## WHAT YOU SHOULD DO
Write out word for word the lines of the items below, starting at the line that contains "Where can you see the self-standing" and ending at the line that contains "(1078, 419)". Include both of those lines.

---

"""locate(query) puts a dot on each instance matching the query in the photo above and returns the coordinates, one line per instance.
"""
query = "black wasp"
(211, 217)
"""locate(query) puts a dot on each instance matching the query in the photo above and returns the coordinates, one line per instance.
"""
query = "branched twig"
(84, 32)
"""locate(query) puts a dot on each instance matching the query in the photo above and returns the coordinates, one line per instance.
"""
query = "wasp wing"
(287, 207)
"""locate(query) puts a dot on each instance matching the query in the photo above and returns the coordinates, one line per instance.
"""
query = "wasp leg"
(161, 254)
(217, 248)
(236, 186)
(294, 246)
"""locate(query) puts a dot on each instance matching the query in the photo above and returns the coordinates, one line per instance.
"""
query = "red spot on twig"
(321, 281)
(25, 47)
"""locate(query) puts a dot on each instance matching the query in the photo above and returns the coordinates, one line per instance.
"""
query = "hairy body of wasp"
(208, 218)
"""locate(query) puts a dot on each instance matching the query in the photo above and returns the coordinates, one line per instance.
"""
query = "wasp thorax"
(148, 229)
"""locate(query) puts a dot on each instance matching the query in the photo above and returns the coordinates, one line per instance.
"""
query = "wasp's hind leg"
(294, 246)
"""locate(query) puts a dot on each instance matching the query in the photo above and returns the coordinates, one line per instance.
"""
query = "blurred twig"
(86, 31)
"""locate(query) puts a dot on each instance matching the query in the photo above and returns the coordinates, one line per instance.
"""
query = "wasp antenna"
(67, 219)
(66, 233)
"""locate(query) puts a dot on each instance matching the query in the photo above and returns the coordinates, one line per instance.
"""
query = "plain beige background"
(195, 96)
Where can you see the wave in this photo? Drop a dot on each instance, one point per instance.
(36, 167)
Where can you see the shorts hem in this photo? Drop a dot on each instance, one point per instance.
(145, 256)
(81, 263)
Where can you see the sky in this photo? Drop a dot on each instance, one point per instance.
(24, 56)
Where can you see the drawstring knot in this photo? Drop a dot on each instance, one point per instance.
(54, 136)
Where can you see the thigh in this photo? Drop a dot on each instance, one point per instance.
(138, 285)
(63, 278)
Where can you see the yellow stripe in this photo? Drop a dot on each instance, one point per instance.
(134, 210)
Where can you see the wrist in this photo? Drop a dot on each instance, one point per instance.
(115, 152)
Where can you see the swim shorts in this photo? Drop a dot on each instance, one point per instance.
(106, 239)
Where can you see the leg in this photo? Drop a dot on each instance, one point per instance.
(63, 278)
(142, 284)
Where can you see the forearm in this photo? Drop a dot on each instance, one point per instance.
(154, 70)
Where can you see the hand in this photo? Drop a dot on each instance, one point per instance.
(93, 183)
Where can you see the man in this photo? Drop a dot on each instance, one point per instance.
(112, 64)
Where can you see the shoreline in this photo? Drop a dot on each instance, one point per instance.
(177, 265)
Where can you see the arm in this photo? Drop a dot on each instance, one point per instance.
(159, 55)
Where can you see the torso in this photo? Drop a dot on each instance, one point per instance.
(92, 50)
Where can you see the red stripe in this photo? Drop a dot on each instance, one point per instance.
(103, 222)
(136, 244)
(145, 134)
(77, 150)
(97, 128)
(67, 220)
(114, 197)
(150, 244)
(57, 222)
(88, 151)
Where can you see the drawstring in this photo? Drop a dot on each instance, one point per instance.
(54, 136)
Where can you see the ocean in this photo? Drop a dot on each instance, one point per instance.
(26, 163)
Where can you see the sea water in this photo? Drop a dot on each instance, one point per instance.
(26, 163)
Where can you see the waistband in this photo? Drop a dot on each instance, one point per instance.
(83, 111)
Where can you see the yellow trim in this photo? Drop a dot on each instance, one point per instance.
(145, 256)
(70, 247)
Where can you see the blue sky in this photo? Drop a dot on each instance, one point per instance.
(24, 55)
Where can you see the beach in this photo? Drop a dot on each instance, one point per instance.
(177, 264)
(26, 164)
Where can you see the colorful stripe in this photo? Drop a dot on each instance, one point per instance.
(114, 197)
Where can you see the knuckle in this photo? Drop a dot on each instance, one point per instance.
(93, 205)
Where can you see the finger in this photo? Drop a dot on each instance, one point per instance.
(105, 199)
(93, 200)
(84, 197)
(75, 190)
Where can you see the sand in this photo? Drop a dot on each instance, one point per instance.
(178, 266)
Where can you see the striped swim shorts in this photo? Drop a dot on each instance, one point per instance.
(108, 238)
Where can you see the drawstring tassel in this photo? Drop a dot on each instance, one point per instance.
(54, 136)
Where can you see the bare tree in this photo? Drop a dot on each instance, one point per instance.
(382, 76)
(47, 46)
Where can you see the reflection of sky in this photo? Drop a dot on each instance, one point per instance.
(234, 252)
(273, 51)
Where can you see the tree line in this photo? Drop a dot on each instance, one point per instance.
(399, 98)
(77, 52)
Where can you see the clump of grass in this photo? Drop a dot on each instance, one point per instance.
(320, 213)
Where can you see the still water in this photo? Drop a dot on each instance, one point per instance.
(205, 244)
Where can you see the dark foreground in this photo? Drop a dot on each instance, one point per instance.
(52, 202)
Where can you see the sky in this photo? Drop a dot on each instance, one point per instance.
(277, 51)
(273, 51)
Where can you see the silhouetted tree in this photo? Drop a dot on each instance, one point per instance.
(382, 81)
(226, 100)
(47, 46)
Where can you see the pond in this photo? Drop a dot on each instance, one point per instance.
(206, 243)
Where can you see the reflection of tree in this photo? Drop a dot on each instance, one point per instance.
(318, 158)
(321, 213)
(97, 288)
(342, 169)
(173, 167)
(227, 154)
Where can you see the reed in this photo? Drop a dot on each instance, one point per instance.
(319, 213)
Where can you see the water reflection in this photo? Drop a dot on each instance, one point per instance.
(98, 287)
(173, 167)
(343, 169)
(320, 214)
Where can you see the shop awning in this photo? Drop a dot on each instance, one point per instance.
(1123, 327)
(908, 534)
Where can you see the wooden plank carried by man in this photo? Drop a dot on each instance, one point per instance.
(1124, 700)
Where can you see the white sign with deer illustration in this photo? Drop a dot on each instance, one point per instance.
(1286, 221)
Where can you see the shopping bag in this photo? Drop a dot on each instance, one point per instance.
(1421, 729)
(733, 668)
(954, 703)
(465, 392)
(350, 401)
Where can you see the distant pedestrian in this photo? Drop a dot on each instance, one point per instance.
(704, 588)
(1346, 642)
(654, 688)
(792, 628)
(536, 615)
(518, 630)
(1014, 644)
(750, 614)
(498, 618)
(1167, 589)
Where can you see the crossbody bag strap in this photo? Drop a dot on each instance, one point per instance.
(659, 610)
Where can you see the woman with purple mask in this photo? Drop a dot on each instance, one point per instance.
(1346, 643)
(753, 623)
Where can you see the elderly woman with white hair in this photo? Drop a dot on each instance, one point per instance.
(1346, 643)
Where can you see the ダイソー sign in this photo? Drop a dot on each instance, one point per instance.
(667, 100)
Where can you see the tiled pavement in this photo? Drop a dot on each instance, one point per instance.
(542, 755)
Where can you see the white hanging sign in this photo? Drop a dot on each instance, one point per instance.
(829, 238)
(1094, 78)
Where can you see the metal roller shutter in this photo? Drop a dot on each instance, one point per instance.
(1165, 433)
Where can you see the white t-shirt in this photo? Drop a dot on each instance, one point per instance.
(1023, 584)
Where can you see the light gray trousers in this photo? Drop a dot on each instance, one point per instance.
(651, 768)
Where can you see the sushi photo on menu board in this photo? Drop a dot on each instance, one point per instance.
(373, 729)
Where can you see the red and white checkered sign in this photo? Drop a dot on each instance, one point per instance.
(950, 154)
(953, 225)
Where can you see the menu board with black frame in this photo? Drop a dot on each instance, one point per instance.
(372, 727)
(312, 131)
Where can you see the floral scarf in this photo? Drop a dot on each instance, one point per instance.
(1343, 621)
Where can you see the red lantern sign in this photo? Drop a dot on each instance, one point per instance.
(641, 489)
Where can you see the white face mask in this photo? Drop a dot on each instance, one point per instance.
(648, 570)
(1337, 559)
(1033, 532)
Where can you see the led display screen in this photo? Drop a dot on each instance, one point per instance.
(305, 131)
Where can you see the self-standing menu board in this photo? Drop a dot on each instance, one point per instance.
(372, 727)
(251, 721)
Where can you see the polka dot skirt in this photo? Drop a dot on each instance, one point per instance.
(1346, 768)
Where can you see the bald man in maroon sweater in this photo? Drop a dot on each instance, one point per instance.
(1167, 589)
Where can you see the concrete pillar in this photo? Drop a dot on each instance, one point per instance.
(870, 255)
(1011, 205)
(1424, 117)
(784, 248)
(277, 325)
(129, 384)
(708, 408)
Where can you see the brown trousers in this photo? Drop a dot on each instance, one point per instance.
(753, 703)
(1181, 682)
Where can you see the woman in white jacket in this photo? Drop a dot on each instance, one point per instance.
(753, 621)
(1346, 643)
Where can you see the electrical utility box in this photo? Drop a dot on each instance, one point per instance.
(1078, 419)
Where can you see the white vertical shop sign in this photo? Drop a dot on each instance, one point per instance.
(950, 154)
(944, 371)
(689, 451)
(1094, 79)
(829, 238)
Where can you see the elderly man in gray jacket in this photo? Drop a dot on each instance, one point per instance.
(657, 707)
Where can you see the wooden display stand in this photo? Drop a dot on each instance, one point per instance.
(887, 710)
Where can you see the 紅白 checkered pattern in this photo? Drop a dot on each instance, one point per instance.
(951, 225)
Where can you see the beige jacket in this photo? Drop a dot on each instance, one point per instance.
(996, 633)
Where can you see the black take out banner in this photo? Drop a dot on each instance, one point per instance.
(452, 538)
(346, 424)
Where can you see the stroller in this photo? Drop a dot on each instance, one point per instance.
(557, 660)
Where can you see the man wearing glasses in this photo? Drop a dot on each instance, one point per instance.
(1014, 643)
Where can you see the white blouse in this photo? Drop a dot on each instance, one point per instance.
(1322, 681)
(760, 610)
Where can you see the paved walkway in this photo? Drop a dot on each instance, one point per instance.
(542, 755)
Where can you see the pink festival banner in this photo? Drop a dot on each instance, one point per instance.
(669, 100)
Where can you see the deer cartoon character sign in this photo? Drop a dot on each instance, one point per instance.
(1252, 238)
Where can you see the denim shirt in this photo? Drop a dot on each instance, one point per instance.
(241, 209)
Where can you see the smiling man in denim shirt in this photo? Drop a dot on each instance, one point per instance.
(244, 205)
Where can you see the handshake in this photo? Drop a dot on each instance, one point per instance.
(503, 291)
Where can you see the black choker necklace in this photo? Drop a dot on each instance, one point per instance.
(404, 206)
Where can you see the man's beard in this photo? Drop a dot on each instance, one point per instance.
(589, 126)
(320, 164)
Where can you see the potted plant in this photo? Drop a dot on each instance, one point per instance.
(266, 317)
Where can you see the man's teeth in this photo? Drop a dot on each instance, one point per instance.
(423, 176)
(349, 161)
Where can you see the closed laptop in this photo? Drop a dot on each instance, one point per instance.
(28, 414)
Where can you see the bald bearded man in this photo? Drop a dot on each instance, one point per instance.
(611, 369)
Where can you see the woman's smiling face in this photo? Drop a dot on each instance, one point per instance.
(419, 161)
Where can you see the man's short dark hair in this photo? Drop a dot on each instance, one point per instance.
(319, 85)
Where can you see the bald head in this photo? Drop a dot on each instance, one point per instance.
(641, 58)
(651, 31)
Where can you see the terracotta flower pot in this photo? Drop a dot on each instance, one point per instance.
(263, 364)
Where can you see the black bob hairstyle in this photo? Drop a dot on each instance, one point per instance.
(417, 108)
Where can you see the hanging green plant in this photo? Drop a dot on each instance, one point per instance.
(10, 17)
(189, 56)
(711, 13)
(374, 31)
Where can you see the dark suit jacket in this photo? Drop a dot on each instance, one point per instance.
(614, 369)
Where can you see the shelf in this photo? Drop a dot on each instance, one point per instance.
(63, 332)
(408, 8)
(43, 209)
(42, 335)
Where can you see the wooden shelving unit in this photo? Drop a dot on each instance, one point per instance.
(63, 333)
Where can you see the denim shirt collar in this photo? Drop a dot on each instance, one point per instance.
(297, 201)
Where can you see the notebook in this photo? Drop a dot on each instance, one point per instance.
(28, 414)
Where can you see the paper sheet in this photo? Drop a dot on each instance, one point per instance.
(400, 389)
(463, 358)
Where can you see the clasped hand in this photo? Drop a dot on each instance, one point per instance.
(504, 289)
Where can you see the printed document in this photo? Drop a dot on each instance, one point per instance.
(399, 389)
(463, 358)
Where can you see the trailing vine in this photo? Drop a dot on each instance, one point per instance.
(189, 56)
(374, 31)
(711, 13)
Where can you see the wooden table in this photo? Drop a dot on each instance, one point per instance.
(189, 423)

---

## ANSWER IN FULL
Where can you see the self-standing menu board in this photo? Drop a dot on each instance, one point per instance.
(372, 727)
(251, 721)
Where can you see the polka dot skirt in this photo? Drop a dot on each instance, one point per instance.
(1346, 768)
Where can you see the bald man in maroon sweater in this photo? Drop a dot on each instance, one point per instance.
(1167, 589)
Where can you see the concrete pillar in this photo? Drop a dot on each instance, one point per instance.
(870, 255)
(1011, 205)
(1424, 117)
(784, 248)
(277, 325)
(129, 384)
(708, 408)
Where can you see the brown trousers in this photo? Drop a dot on each instance, one point per instance.
(753, 703)
(1181, 682)
Where can you see the woman in white jacket in this photo? Drop a dot on each instance, one point per instance.
(753, 621)
(1346, 643)
Where can you see the electrical utility box in this photo? Drop a dot on each instance, one point per instance.
(1078, 419)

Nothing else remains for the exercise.